### RAW DATA:
--------------------------------

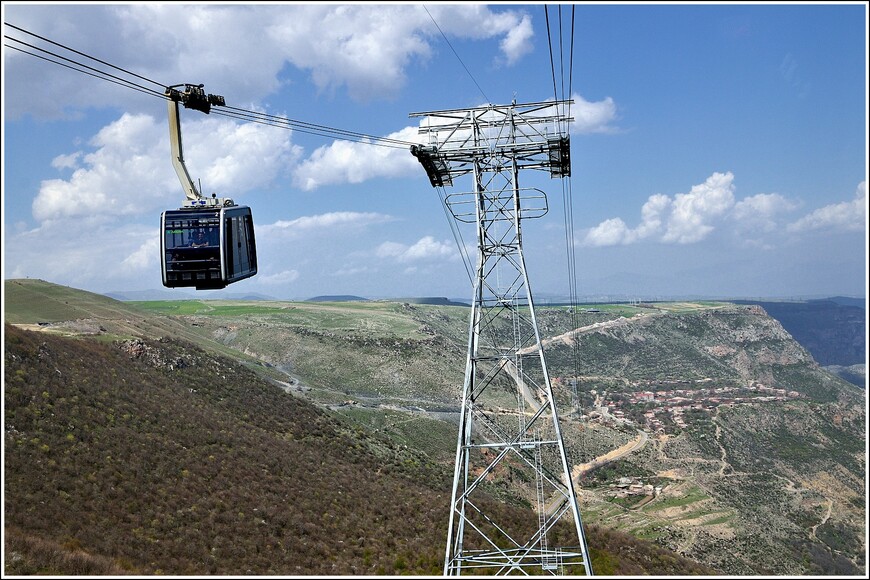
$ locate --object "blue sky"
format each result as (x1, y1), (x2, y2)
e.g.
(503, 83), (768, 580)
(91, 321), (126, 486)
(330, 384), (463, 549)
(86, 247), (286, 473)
(2, 2), (867, 301)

--------------------------------

### TASK PROMPT:
Wherever an image appears in the data, omit it and repeat everything else exactly.

### RESPONSE BELOW:
$ locate --object "blue sky"
format each result as (x1, y1), (x2, y2)
e.g.
(503, 83), (768, 580)
(91, 321), (126, 486)
(330, 384), (463, 549)
(86, 247), (286, 473)
(2, 2), (867, 301)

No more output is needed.